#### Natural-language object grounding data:
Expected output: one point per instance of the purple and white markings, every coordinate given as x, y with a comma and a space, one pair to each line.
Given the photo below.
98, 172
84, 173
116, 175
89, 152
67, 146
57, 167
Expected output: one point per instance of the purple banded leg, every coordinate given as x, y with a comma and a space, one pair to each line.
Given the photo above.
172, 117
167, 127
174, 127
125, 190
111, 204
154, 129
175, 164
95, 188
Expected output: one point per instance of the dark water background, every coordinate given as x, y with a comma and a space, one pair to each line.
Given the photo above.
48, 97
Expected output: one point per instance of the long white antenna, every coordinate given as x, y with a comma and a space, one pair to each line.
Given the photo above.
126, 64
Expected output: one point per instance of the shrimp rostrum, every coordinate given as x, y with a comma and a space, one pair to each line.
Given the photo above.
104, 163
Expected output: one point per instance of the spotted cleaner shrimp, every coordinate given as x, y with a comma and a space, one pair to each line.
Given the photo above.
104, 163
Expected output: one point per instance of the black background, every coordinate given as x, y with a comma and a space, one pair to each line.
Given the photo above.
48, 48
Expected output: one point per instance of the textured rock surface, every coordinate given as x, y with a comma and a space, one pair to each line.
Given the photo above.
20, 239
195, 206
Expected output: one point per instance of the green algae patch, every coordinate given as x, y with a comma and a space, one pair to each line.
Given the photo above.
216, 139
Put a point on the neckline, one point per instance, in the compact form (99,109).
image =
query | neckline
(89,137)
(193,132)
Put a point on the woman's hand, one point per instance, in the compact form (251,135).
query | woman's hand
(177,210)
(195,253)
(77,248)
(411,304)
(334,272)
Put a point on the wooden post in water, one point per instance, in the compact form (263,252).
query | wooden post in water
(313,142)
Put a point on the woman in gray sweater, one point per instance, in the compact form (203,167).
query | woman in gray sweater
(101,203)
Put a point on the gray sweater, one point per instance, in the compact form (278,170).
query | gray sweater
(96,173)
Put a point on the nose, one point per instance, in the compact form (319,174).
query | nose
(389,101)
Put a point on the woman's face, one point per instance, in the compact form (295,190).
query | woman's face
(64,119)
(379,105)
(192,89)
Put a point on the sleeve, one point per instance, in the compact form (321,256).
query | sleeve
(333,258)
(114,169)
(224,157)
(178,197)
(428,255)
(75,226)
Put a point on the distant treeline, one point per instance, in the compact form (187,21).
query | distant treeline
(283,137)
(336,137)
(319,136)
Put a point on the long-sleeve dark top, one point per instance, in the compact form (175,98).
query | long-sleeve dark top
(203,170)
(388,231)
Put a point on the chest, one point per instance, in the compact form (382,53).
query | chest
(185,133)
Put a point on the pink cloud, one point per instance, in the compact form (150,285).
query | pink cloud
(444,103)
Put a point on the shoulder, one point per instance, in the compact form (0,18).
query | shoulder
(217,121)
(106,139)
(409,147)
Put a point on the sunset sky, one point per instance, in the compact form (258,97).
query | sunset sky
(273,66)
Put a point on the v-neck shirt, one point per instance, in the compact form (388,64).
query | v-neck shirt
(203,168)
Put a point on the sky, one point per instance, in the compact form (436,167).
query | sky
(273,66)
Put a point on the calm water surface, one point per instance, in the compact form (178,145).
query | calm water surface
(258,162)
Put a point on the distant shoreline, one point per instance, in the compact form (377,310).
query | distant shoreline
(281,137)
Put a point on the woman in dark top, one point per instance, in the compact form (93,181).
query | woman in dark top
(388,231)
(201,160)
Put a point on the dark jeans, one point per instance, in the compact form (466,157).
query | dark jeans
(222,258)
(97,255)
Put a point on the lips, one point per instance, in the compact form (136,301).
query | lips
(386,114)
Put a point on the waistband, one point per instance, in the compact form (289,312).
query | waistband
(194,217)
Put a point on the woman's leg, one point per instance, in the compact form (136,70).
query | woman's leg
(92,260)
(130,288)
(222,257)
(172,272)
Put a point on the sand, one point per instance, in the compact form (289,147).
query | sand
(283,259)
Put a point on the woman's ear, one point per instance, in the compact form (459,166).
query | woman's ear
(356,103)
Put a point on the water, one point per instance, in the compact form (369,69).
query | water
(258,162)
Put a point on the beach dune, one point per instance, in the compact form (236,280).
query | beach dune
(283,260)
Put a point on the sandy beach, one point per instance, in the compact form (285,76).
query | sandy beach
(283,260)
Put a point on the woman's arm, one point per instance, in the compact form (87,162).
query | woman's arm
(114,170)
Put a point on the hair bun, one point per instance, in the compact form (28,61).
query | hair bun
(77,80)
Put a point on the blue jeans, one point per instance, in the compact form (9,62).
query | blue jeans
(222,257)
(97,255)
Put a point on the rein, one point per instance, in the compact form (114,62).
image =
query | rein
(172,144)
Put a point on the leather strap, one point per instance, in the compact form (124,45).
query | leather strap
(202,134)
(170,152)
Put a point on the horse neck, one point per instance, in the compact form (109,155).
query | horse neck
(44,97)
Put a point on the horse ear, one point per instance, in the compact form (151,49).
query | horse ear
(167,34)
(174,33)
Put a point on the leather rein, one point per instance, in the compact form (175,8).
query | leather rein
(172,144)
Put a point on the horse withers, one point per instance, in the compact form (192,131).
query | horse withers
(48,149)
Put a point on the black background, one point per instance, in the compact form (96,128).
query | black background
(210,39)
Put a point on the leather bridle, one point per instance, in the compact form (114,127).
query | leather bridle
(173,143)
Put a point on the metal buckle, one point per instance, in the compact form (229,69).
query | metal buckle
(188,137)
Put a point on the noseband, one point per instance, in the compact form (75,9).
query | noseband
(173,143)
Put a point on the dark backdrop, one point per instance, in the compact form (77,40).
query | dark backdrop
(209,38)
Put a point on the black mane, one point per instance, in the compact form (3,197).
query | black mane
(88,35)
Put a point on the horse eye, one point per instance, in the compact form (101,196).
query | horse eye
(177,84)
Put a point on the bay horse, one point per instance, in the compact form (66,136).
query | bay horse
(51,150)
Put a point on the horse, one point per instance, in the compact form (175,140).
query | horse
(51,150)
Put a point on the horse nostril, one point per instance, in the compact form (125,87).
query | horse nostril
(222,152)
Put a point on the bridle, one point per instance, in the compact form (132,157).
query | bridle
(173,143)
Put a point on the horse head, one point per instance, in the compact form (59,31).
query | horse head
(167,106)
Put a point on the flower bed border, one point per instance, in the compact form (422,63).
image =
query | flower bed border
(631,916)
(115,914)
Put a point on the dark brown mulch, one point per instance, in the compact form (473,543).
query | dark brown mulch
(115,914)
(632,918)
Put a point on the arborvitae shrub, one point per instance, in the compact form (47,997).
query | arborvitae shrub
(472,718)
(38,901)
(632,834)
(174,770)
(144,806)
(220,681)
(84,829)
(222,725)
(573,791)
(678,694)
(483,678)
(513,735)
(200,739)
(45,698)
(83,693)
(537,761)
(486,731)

#### Exercise:
Whenever the string "shrimp" shows up in a line above, copy that line.

#### Completed exercise:
Expected output: one point per instance of the shrimp rostrum, every coordinate given as x, y with a comma and a space, one pair to each line.
Expected output: one point per instance of the spotted cleaner shrimp, every coordinate given as x, y with a comma and a space, one pair to each line.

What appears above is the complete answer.